** Opening Exercise input block **

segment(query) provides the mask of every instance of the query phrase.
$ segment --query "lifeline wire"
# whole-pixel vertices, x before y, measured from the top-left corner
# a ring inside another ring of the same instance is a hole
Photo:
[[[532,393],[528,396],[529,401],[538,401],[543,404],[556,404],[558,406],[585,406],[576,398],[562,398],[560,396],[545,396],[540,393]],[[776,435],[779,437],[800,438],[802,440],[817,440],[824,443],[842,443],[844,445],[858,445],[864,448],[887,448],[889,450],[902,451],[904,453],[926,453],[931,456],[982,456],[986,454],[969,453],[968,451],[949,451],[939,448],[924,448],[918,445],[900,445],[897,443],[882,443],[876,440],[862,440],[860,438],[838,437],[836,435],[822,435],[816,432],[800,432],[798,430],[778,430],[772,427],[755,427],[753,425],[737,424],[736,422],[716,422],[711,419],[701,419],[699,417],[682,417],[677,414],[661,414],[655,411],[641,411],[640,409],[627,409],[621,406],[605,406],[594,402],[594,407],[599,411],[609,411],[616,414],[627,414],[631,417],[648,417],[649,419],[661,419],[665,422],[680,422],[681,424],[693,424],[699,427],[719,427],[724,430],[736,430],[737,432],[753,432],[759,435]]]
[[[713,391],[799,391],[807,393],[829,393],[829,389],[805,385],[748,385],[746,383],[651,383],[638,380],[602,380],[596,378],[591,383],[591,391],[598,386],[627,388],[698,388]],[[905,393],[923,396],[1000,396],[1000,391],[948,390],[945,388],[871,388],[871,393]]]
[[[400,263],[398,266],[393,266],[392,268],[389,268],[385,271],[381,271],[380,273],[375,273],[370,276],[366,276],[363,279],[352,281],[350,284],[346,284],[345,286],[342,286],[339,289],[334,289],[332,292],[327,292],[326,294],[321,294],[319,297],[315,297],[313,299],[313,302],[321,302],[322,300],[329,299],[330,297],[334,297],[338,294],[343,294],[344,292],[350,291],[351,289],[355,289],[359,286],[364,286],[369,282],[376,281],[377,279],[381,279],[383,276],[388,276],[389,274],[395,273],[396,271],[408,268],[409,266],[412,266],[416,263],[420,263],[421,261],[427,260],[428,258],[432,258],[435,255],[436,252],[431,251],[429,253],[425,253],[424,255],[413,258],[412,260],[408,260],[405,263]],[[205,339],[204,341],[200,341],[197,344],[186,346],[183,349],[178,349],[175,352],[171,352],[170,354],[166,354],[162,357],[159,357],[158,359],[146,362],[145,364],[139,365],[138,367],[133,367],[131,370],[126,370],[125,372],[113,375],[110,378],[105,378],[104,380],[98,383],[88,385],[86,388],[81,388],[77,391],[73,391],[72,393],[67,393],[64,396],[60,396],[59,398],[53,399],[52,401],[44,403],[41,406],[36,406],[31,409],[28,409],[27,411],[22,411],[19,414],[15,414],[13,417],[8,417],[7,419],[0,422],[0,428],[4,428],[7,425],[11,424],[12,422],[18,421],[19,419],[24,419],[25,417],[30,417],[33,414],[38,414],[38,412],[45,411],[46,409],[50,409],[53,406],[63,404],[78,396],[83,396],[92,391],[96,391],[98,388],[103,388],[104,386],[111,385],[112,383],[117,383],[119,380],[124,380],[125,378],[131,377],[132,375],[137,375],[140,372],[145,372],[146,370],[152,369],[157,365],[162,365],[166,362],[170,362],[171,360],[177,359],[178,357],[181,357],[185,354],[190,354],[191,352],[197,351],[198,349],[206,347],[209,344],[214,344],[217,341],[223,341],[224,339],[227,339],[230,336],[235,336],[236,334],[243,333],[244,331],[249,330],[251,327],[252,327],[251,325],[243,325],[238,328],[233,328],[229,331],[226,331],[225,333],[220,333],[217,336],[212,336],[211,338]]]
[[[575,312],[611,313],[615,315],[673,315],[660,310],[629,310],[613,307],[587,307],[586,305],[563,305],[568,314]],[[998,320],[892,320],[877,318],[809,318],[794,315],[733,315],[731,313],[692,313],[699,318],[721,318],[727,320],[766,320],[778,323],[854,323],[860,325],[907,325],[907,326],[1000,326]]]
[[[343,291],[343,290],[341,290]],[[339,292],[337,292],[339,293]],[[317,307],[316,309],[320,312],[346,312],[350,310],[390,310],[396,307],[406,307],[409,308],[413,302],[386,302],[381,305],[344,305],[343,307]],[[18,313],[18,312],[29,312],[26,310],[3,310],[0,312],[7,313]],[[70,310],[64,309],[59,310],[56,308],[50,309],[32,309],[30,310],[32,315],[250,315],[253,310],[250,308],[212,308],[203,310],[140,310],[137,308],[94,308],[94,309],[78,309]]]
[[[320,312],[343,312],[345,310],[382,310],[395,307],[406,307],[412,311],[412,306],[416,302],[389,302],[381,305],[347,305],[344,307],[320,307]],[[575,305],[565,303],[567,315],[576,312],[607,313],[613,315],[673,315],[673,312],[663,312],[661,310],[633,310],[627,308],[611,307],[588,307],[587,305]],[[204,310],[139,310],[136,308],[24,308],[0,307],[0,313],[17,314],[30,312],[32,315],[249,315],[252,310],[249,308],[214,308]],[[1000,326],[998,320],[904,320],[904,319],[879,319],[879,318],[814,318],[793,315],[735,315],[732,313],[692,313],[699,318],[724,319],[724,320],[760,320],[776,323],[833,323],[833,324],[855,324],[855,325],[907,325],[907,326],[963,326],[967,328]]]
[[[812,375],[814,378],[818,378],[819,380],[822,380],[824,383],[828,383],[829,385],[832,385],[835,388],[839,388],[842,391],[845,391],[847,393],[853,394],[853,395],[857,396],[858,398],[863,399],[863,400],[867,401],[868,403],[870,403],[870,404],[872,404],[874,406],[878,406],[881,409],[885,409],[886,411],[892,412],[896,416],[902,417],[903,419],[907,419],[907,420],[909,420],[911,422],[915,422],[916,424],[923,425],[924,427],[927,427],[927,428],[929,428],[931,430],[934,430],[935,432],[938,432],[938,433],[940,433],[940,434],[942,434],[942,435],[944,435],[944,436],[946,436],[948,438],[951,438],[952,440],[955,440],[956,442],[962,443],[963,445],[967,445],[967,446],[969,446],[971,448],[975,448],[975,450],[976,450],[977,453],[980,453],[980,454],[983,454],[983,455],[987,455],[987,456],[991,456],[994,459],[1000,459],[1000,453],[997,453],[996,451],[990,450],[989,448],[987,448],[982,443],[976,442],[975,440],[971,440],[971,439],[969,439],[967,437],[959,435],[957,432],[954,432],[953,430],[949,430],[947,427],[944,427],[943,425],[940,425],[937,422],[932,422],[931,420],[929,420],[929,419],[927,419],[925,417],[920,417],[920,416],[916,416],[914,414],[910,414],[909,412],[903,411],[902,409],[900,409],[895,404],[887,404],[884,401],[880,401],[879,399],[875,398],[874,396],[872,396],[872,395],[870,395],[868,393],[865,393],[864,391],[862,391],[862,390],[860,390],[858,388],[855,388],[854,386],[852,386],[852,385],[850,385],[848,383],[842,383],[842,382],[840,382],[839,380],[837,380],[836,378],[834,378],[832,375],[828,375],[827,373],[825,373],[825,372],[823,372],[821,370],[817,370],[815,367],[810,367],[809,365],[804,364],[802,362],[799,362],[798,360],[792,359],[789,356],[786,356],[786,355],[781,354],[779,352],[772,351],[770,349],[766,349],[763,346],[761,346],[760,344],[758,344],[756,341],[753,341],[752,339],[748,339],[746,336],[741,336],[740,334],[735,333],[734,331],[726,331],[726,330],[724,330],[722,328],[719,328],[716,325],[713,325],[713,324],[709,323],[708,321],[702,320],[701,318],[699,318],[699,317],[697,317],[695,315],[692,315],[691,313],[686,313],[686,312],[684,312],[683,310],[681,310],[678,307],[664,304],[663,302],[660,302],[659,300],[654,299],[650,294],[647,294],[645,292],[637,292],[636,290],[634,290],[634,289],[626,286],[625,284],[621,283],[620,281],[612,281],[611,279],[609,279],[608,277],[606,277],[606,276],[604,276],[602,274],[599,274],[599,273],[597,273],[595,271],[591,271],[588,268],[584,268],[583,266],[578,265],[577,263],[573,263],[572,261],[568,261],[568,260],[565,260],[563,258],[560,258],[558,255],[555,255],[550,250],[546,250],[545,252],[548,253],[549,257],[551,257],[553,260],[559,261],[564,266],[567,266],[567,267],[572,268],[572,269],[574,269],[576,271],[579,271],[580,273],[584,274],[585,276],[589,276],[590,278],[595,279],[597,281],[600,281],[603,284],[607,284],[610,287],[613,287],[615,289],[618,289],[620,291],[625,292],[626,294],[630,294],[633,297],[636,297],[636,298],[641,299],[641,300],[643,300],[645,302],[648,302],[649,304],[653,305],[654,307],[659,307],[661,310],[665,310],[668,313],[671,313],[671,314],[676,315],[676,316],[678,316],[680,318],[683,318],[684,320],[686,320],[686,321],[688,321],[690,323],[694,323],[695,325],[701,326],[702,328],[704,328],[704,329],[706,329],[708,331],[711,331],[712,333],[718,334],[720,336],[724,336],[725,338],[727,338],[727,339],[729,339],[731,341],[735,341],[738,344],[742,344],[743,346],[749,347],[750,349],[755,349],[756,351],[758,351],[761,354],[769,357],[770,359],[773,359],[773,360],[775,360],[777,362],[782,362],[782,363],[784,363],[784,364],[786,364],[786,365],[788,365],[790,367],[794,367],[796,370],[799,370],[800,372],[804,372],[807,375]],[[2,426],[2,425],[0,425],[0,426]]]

** Closing Exercise input block **

» **Work required**
Take every line from the data above that holds "instance" and copy it out.

» **Exercise solution**
segment(query) provides the mask of every instance of the query phrase.
# a ring inside another ring of the same instance is a hole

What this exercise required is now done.